### What to do
Every entry must be reproduced word for word.
-------- Listed records
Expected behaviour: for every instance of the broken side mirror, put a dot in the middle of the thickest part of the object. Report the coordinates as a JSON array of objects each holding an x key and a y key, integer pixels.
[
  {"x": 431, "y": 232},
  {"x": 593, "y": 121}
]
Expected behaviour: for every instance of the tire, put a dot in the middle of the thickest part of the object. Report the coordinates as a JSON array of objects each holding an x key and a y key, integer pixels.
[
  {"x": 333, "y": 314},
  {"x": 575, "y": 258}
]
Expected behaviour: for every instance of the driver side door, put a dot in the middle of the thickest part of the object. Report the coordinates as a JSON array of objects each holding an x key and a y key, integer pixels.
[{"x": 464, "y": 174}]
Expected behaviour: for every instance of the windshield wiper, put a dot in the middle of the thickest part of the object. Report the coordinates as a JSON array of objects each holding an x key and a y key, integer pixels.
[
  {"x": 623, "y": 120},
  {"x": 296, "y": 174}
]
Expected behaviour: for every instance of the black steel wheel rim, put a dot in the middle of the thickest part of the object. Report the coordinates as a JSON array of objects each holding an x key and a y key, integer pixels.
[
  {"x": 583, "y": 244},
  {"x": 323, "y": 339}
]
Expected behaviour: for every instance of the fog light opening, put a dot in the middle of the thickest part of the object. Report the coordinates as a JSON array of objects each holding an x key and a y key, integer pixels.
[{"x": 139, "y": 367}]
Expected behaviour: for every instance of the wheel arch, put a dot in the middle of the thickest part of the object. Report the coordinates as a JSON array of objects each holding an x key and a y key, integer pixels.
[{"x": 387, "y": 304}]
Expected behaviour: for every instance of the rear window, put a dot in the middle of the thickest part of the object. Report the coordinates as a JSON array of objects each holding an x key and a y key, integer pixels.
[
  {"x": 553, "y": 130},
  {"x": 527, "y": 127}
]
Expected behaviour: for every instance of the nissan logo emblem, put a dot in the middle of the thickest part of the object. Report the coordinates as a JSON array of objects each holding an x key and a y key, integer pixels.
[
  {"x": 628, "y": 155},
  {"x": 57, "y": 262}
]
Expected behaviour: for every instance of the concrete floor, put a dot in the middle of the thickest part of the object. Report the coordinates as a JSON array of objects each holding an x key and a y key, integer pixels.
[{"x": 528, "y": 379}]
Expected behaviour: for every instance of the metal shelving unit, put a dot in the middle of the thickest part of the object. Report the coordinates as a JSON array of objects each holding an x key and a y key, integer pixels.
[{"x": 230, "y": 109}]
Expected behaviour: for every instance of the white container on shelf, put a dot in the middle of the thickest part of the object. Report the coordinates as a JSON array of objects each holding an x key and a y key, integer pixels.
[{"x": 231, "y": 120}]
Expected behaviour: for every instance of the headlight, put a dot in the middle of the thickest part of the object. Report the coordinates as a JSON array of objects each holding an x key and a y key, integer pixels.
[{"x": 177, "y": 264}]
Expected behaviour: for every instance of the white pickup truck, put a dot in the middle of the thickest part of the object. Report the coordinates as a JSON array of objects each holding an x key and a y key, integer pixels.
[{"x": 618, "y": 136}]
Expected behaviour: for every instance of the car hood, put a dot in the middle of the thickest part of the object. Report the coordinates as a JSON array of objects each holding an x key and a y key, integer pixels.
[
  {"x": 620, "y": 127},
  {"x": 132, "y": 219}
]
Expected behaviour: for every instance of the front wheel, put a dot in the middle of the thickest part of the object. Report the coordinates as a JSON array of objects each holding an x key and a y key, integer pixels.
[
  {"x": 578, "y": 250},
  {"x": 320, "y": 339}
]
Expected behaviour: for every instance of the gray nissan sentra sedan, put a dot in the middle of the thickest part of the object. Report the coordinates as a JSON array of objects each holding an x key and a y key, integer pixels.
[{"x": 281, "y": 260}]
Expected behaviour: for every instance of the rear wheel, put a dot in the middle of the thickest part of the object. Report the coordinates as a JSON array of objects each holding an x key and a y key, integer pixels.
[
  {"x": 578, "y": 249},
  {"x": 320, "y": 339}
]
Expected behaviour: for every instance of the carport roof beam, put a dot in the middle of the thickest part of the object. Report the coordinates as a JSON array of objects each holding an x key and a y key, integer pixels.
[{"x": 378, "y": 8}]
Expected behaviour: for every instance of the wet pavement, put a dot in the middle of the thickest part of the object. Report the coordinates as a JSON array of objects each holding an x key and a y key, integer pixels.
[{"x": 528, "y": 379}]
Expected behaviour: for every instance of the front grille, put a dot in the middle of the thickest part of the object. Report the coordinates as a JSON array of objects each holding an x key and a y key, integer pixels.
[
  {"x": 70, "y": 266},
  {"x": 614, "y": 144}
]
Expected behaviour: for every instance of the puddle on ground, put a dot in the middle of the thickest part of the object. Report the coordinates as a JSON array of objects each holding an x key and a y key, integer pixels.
----------------
### Final answer
Expected behaviour: for every instance of the broken side mirror, put a dot in the middle of the thickest part of the object. Report the coordinates as a JSON array of objects each holding an x key and a y key, integer pixels.
[
  {"x": 431, "y": 232},
  {"x": 593, "y": 121}
]
Expected behaviour: for every instance of the tire, put a dot in the middle of the thickest part of the object. Report the coordinates as a JSON array of objects each holding an x key and a y key, integer pixels.
[
  {"x": 333, "y": 314},
  {"x": 575, "y": 258}
]
Expected behaviour: for every instance of the driver side door, put a dot in the middle of the thickest part of the object. Report the coordinates as a JSON array of objects each holding an x key and a y key, integer pixels.
[{"x": 464, "y": 174}]
Expected behaviour: for every instance of the windshield wiper, put a dot in the middle of the thickest part of the object. Report the coordinates as a JSON array of objects each holding an x key and a y key, integer pixels.
[
  {"x": 623, "y": 120},
  {"x": 296, "y": 174}
]
Expected behaviour: for every instance of the black steel wheel rim, put a dot in the middle of the thickest part of the object. Report the coordinates as a JSON array of objects each holding an x key and a y key, integer pixels.
[
  {"x": 583, "y": 244},
  {"x": 323, "y": 339}
]
Expected behaviour: for every instance of the fog light opening, put a dot in the middle of the thickest part of the object. Report the coordinates as a JSON array of objects each holding an x key and a y key, integer pixels.
[{"x": 139, "y": 367}]
Expected behaviour: for every instance of the wheel arch, put a dot in the middle of the thickest part of the object. Report the coordinates as a JSON array of objects each holding an x key and a y key, integer pixels.
[{"x": 387, "y": 304}]
Expected behaviour: for every instance of the rear window, put a dot in the middle of the thickest part of the object. Report the coordinates as a JSON array of objects each holding an x key and a y key, integer pixels.
[
  {"x": 553, "y": 130},
  {"x": 527, "y": 127}
]
Expected behaviour: for every instance of the nissan logo emblem, put a dot in the middle of the thickest part of the object. Report the coordinates as a JSON array of objects each holding an x key and a y key, integer pixels.
[
  {"x": 628, "y": 155},
  {"x": 57, "y": 262}
]
Expected behaviour: for every instance of the concrete floor, put a dot in the middle of the thickest part of the object. Report the coordinates as a JSON array of objects each holding an x key and a y key, integer pixels.
[{"x": 528, "y": 379}]
Expected behaviour: for every instance of the metal shelving unit, put a dot in the middle of the thickest part of the object. Report the coordinates as a JSON array of objects each holding an x key and a y key, integer pixels.
[{"x": 230, "y": 109}]
Expected behaviour: for every instance of the white container on shelf, put a dot in the middle of the thickest part of the object. Report the coordinates as a JSON array of objects each holding an x key and a y key, integer pixels.
[{"x": 231, "y": 120}]
Expected behaviour: for every instance of the headlight, put a dot in the middle of the thickest part of the object. Report the coordinates as a JSON array of objects each holding an x key and a y key, integer pixels.
[{"x": 177, "y": 264}]
Expected behaviour: for every instance of the white pickup truck, put a dot in the middle of the thickest part of the object. Report the coordinates as a JSON array of objects each holding an x key and a y key, integer pixels.
[{"x": 618, "y": 136}]
Expected behaviour: for every instance of the car hood, put a dot in the middle of the thickest part of the object. Report the coordinates as a JSON array of objects each holding an x key and a y key, integer pixels.
[
  {"x": 620, "y": 127},
  {"x": 132, "y": 219}
]
Expected behaviour: for every instance of the front wheel, put a dot in the middle of the thickest part of the object. Report the coordinates as a JSON array of objects each holding an x key and a y key, integer pixels.
[
  {"x": 578, "y": 250},
  {"x": 320, "y": 339}
]
Expected behaviour: for every instance of the gray nissan sentra sedan, put a dot in the middle of the thickest part of the object. Report the coordinates as a JSON array of objects each holding an x key and a y key, integer pixels.
[{"x": 281, "y": 260}]
Expected behaviour: for every instance of the rear wheel, put a dot in the middle of the thickest part of the object. Report the coordinates as a JSON array of objects each holding an x key and a y key, integer pixels.
[
  {"x": 578, "y": 249},
  {"x": 320, "y": 339}
]
Expected behaviour: for every instance of the carport roof beam, put a dot in the middle of the thickest part of the object. Report the coordinates as a JSON array of objects each holding an x key and a y key, integer pixels.
[{"x": 378, "y": 8}]
Expected behaviour: for every instance of the wet pavement, put a dot in the middle of the thickest part of the object. Report the coordinates as a JSON array of objects each holding an x key and a y key, integer pixels.
[{"x": 528, "y": 379}]
Expected behaviour: for every instance of the front grille, put a dot in the middle of the thickest part of the object. Report the coordinates as a JSON array of objects each holding an x key and a y key, integer pixels.
[
  {"x": 70, "y": 266},
  {"x": 614, "y": 144}
]
Expected behaviour: for every instance of the puddle on ground, put a dot in the middle of the thickest part of the object. Report the coordinates as a JSON array of objects each holding an x key and a y key, integer pixels.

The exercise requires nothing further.